Records:
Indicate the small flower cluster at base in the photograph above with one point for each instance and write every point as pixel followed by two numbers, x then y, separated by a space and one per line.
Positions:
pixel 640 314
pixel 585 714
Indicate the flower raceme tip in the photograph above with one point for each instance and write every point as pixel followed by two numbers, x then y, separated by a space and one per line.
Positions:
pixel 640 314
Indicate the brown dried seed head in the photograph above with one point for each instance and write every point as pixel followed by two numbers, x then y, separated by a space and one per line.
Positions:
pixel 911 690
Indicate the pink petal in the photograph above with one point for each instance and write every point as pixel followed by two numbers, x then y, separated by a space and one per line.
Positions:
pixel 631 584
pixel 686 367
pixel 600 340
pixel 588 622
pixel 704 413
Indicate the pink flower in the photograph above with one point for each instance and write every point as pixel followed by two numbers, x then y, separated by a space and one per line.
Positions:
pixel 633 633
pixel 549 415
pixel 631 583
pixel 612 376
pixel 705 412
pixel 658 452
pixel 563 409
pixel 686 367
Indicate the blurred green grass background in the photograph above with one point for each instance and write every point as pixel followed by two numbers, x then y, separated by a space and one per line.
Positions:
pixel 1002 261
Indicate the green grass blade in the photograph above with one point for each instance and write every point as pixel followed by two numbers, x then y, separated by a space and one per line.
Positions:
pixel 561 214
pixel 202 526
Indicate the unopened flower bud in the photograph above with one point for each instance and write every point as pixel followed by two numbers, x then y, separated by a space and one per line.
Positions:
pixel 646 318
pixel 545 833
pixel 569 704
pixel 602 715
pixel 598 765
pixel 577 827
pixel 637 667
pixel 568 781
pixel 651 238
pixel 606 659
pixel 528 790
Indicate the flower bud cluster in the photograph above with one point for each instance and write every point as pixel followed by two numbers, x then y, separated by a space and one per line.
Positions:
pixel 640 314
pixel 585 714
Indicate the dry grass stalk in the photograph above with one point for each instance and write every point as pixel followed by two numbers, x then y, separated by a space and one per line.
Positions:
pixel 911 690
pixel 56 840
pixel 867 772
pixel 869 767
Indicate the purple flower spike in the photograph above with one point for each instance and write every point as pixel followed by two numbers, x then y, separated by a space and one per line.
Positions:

Exercise goal: Which lines run from the one containing "Indicate the unopened" to the end of the entries above? Quote exactly those, and only those.

Your response:
Indicate the unopened flower bud in the photograph above with one point for each instance and write every point as pixel followed by two numbers, x then y, separated by a space and one per line.
Positions:
pixel 646 318
pixel 545 833
pixel 569 704
pixel 602 715
pixel 598 765
pixel 577 827
pixel 637 667
pixel 568 781
pixel 651 238
pixel 606 659
pixel 528 790
Indicate the flower bud cluster in the photograph above with one point for each instance and write every point as pixel followed by two numbers, x then y, separated by a space and one per line.
Positions:
pixel 640 314
pixel 585 714
Indicate the dry grass stalk in the photograph above with one point for each instance and write every point as pixel followed by two numbers, x then y, separated by a space and one per line.
Positions:
pixel 911 690
pixel 56 840
pixel 867 772
pixel 869 767
Indicate the purple flower spike in the photograph above with one point for each instance and write every point as pixel followed by two numbers, x then y, separated by a space and one per line.
Positions:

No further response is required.